- Given passage:
NeuralODE with covariates

Hi. Am an quite new with Julia and I am stuck with something. Maybe you can help me (sorry if I am trying something stupid).

I am working with Neural ODEs using DiffEqFlux. I want to model the differential equation with a neural network defined in Lux and then fit the Neural ODE to some time series data. I have managed to do so without much trouble using some of the tutorials found online.
However, I am now interested in including covariates to my ODE. Something like this:

Imagine that I want to model the ODE dxdt = f(x|a), where a is a numerical covariate (suppose, for example that I am modeling some time series of a person where a is their weight)

I have a dataset with these columns: t, x, a. (i.e. an independent time series for different values of a)
What I have been doing to use DiffEqFlux is a little hack and define a system of ODE like this:

function F!(du,u,p,t)
    x, a = u
    du[1] = dx = model(u, p)[1]
    du[2] = da = 0.0
end

Where model is a simple FF neural network. By setting dadt = 0 I force the covariate a to be constant through all the time serie.

This way of dealing with the problem is working when I train with only 1 value of a. However, I need to train the model with different values for a (and thus different time series data) I am having some problems with Zygote.
What I have tried is to define my loss function like this:

function loss_function_multi_patients(p, a_list)

- Exercise prompt:
Continue the forum post on Neural ODEs with covariates from the point where it stops. The listing after this point has no connection to the forum post on Neural ODEs with covariates.

- Records supplied:
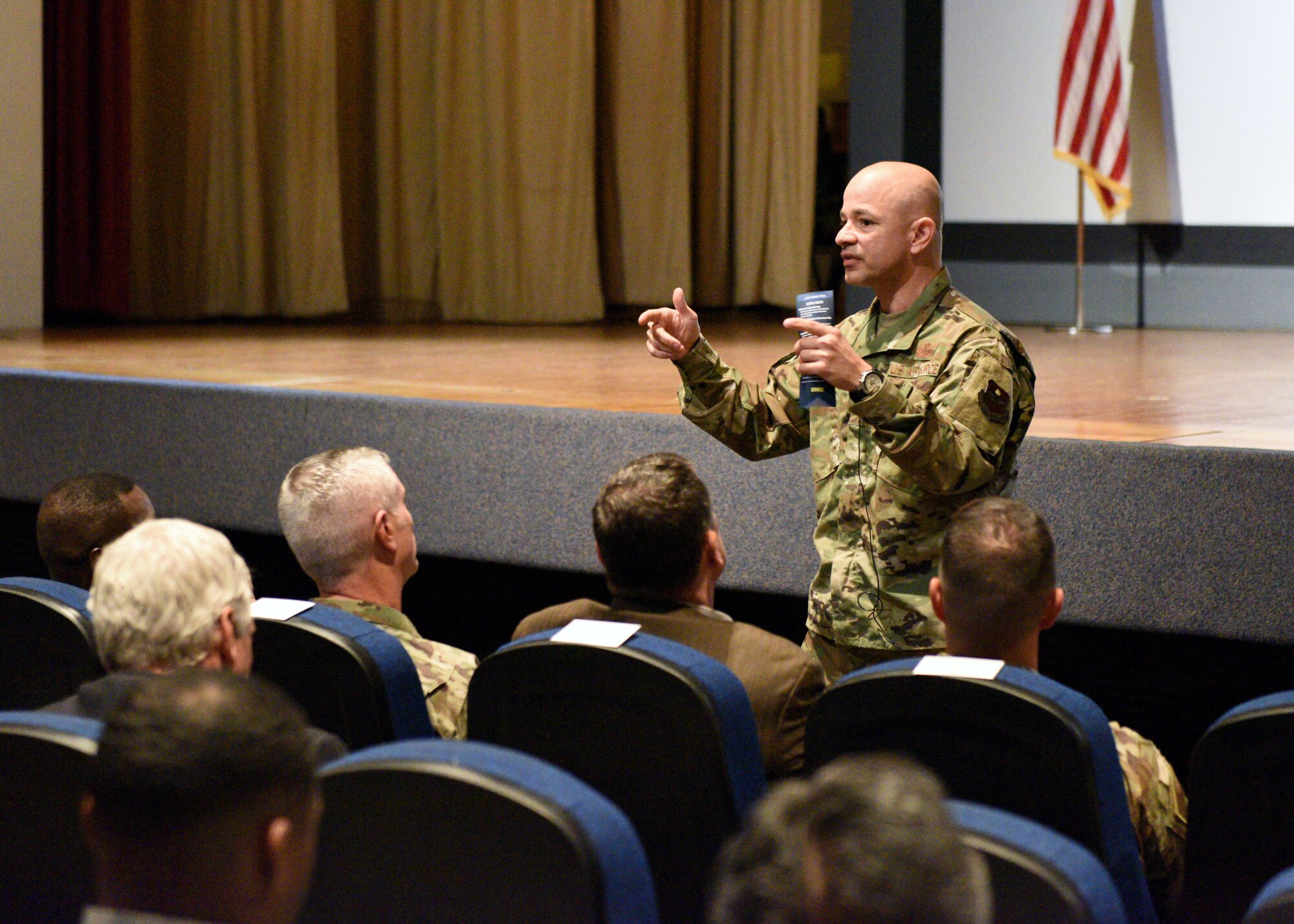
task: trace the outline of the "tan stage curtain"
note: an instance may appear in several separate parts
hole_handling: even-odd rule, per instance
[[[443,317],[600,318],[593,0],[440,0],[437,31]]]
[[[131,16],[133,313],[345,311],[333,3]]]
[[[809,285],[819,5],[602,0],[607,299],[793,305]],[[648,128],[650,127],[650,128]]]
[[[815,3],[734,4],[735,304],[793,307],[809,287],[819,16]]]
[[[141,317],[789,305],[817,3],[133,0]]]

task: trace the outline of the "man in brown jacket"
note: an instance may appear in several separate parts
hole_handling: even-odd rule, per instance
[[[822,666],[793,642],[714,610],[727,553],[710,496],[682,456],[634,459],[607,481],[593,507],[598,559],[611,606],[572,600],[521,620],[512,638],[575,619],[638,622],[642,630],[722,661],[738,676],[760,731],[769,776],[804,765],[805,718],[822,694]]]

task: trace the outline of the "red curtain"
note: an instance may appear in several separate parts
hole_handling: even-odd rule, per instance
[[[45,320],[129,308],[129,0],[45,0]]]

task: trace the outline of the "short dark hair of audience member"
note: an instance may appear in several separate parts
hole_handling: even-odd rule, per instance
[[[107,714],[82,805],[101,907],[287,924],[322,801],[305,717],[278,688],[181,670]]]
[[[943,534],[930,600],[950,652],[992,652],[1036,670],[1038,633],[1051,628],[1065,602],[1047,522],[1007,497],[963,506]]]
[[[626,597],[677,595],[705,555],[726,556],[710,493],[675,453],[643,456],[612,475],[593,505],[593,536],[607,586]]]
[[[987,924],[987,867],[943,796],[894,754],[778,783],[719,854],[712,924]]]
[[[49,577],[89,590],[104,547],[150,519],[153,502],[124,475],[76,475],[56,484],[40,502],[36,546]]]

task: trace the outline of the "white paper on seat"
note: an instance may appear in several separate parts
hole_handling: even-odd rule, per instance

- Final answer:
    errors = Zygote.Buffer(zeros(length(a_list)))
    for (ix, a) in enumerate(a_list)
        Zygote.ignore() do
            u0, t, x = get_data(a) # This function returns the timeseries (x vs t for some value a)
            prob = ODEProblem(F!, u0, (minimum(t), maximum(t)), p)
        end

        pred = predict(p, t)'[:,1] # This function solves the ODE (forward pass)
        errors[ix] = mse(pred,x) # For each value of a, I calculate the MSE error
    end
    
    return sum(errors)/length(patient_ids) # I return the average MSE for all the values of a
end

I know that taking the average of MSEs is not the best idea, but for this specific case I need it this way.
For training I am using Optimization and Zygote packages as recommended in the DiffEqFlux documentation.
Now, if I train the model using this loss function for only one value of a (setting list_a with only one value) it works perfectly fine. The problem is when I try to train with several values for a. If I do so, I get an Zygote error (AssertionError: x === y) and I have not been able to find out the reason.

I think that my problem might be in this line, as errors is mutable and apparently Zygote doesn’t like mutable objects. I have already tried using Zygote.Buffer without any luck.

errors[ix] = mse(pred,x)

Any ideas to help me? Thanks!

Just handle the covariate function before the ODE and let autodiff take care of it?